**Try it:**
Set down the data again in full, keeping every line exactly as it is.

-- Given records follows --

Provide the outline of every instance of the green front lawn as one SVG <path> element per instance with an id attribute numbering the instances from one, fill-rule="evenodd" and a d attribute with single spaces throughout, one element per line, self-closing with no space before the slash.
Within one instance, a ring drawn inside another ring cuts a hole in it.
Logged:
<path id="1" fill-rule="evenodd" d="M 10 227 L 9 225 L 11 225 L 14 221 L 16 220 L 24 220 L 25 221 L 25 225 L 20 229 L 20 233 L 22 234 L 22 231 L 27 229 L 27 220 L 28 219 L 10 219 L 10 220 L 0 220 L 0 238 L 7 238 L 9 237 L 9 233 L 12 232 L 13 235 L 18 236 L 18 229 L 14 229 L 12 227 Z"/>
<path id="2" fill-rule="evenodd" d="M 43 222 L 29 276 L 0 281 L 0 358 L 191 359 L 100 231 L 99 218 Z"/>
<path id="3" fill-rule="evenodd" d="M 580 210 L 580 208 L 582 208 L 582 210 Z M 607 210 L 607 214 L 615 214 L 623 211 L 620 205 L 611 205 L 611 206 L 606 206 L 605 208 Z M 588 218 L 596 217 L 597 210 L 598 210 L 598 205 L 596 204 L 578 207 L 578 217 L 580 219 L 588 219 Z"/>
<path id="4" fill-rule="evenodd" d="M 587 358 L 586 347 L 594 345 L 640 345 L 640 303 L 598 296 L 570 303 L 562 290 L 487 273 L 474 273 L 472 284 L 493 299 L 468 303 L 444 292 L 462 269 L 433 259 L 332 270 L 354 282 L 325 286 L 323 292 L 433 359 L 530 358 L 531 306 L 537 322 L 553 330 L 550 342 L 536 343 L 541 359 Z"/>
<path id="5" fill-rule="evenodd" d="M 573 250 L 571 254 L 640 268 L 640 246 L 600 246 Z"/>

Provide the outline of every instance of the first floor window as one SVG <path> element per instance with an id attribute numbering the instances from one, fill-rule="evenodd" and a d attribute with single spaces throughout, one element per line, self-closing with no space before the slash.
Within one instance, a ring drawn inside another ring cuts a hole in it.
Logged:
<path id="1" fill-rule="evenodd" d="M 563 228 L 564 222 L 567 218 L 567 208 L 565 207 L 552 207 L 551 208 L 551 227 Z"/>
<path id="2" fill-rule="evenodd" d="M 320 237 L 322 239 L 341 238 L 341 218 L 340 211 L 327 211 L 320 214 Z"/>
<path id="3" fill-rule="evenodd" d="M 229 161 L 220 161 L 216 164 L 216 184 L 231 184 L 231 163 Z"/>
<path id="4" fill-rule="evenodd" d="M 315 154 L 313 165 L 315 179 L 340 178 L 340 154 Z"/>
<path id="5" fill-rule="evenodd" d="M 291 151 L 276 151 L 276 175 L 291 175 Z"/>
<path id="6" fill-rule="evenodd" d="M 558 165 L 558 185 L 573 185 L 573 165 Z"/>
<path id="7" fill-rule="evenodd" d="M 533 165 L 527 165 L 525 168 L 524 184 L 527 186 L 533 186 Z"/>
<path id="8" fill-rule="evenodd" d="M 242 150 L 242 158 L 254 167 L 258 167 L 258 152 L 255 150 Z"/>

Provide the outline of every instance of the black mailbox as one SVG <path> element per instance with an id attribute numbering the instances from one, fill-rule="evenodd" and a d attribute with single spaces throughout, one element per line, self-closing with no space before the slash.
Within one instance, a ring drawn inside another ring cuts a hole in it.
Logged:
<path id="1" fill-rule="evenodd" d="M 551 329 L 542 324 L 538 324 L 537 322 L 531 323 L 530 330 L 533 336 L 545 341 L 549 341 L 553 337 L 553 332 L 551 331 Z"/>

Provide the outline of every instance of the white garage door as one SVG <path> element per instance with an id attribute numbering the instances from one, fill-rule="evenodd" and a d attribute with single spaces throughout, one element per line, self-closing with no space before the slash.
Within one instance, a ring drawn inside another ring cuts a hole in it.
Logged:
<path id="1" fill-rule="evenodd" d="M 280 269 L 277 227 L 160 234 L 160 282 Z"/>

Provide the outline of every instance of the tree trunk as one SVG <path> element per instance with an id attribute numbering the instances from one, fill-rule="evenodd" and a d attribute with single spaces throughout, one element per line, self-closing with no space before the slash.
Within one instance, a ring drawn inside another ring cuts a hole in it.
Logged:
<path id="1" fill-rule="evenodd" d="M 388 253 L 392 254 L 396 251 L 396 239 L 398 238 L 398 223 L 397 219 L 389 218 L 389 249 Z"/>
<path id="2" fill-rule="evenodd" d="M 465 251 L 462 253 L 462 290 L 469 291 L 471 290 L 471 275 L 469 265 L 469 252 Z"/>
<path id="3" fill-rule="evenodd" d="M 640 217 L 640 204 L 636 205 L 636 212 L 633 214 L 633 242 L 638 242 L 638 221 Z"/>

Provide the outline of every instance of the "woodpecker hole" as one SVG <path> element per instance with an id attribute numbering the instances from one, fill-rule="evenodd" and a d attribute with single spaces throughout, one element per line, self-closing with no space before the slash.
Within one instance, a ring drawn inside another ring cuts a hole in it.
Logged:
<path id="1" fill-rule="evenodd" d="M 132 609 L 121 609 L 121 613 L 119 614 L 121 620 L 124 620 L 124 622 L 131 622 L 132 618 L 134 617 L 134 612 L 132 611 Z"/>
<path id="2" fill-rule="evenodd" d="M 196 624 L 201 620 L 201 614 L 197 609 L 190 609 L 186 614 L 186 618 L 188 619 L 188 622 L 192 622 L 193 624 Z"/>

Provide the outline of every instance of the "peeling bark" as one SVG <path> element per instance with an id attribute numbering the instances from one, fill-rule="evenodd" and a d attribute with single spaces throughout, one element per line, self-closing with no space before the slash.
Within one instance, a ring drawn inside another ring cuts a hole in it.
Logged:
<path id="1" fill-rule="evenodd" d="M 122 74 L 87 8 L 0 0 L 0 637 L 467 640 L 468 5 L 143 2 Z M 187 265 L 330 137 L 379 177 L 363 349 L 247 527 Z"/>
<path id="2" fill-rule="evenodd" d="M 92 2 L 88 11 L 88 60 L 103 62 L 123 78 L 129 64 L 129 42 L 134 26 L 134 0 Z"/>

-- Given records concluded --

**Response for this exercise:**
Provide the outline of every instance of the green front lawn as one SVG <path> element per instance with an id attribute numbering the instances from one, fill-rule="evenodd" and a d attribute with single spaces throughout, one element per line, self-closing with no space before the slash.
Within one instance, a ring drawn inside another ring cuts a hole in it.
Logged:
<path id="1" fill-rule="evenodd" d="M 10 227 L 9 225 L 11 225 L 14 221 L 16 220 L 24 220 L 25 221 L 25 225 L 20 229 L 20 233 L 22 234 L 22 231 L 27 229 L 27 220 L 28 219 L 10 219 L 10 220 L 0 220 L 0 238 L 7 238 L 9 237 L 9 233 L 12 232 L 13 235 L 18 236 L 18 229 L 14 229 L 12 227 Z"/>
<path id="2" fill-rule="evenodd" d="M 43 222 L 29 276 L 0 281 L 0 358 L 191 359 L 100 231 L 99 218 Z"/>
<path id="3" fill-rule="evenodd" d="M 580 210 L 580 208 L 582 208 L 582 210 Z M 607 210 L 607 214 L 615 214 L 623 211 L 620 205 L 611 205 L 611 206 L 606 206 L 605 208 Z M 588 218 L 596 217 L 597 210 L 598 210 L 598 205 L 596 204 L 578 207 L 578 217 L 580 219 L 588 219 Z"/>
<path id="4" fill-rule="evenodd" d="M 587 358 L 586 347 L 594 345 L 640 345 L 640 303 L 598 296 L 570 303 L 562 290 L 487 273 L 474 273 L 472 284 L 493 299 L 468 303 L 444 292 L 462 269 L 433 259 L 332 270 L 354 282 L 325 286 L 323 292 L 433 359 L 530 358 L 531 306 L 537 322 L 553 330 L 550 342 L 536 343 L 541 359 Z"/>
<path id="5" fill-rule="evenodd" d="M 573 250 L 571 254 L 640 268 L 640 246 L 600 246 Z"/>

Provide the outline of every instance of the first floor window as one SVG <path> element per instance with an id attribute numbering the instances from one, fill-rule="evenodd" and a d attribute with single spaces throughout, one element per line, self-closing with no space before the slash.
Within one instance, a ring drawn inside another ring cuts a hole in it.
Logged:
<path id="1" fill-rule="evenodd" d="M 563 228 L 564 222 L 567 218 L 567 208 L 565 207 L 552 207 L 551 208 L 551 227 Z"/>
<path id="2" fill-rule="evenodd" d="M 320 237 L 322 239 L 341 238 L 341 218 L 340 211 L 327 211 L 320 214 Z"/>
<path id="3" fill-rule="evenodd" d="M 229 161 L 220 161 L 216 164 L 216 184 L 231 184 L 231 163 Z"/>
<path id="4" fill-rule="evenodd" d="M 315 154 L 313 165 L 315 179 L 340 178 L 340 154 Z"/>
<path id="5" fill-rule="evenodd" d="M 291 151 L 276 151 L 276 175 L 291 175 Z"/>
<path id="6" fill-rule="evenodd" d="M 558 165 L 558 185 L 573 185 L 573 165 Z"/>
<path id="7" fill-rule="evenodd" d="M 533 165 L 527 165 L 525 168 L 524 184 L 527 186 L 533 186 Z"/>
<path id="8" fill-rule="evenodd" d="M 242 150 L 242 158 L 254 167 L 258 167 L 258 152 L 255 150 Z"/>

Provide the outline of every instance of the black mailbox as one SVG <path> element per instance with an id attribute numbering the instances from one, fill-rule="evenodd" and a d attribute with single spaces throughout, one element per line, self-closing with no space before the slash.
Within one instance, a ring drawn inside another ring cuts a hole in it.
Logged:
<path id="1" fill-rule="evenodd" d="M 551 329 L 542 324 L 538 324 L 537 322 L 531 323 L 530 330 L 533 336 L 545 341 L 549 341 L 553 337 L 553 332 L 551 331 Z"/>

Provide the outline of every instance of the white garage door as one SVG <path> element per instance with an id attribute numbering the instances from one, fill-rule="evenodd" and a d attribute with single spaces throughout, one element per line, self-closing with no space before the slash.
Within one instance, a ring drawn inside another ring cuts a hole in it.
Logged:
<path id="1" fill-rule="evenodd" d="M 280 269 L 277 227 L 160 234 L 160 282 Z"/>

Provide the outline of every instance of the tree trunk as one SVG <path> element per instance with an id attribute numbering the instances from one, fill-rule="evenodd" and a d attribute with single spaces throughout, one element per line, self-closing with no space before the slash.
Within one instance, a ring drawn inside another ring cuts a hole in it.
Logged:
<path id="1" fill-rule="evenodd" d="M 388 253 L 392 254 L 396 251 L 396 239 L 398 238 L 398 223 L 397 219 L 389 218 L 389 249 Z"/>
<path id="2" fill-rule="evenodd" d="M 465 251 L 462 253 L 462 290 L 469 291 L 471 290 L 471 275 L 469 265 L 469 252 Z"/>
<path id="3" fill-rule="evenodd" d="M 640 217 L 640 204 L 636 205 L 636 212 L 633 214 L 633 242 L 638 242 L 638 221 Z"/>

Provide the outline of every instance of the "woodpecker hole" as one SVG <path> element per instance with an id attribute numbering the instances from one, fill-rule="evenodd" and a d attribute with single spaces throughout, one element per line, self-closing with no space before the slash.
Within one instance, a ring drawn inside another ring cuts a hole in it.
Logged:
<path id="1" fill-rule="evenodd" d="M 132 609 L 121 609 L 121 613 L 119 614 L 121 620 L 124 620 L 124 622 L 131 622 L 132 618 L 134 617 L 134 612 L 132 611 Z"/>
<path id="2" fill-rule="evenodd" d="M 196 624 L 201 620 L 201 614 L 197 609 L 190 609 L 186 614 L 186 618 L 188 619 L 188 622 L 192 622 L 193 624 Z"/>

Provide the outline of every instance of the "peeling bark" as one SVG <path> element per instance with an id attribute numbering the instances from one, fill-rule="evenodd" and a d attribute with single spaces throughout, one element per line, self-closing with no space before the slash.
Within one instance, a ring drawn inside another ring cuts a hole in it.
Logged:
<path id="1" fill-rule="evenodd" d="M 122 74 L 87 8 L 0 0 L 0 637 L 467 640 L 468 5 L 143 2 Z M 187 265 L 330 137 L 379 177 L 363 349 L 247 527 Z"/>
<path id="2" fill-rule="evenodd" d="M 92 2 L 88 11 L 88 60 L 103 62 L 123 78 L 129 64 L 129 42 L 134 26 L 134 0 Z"/>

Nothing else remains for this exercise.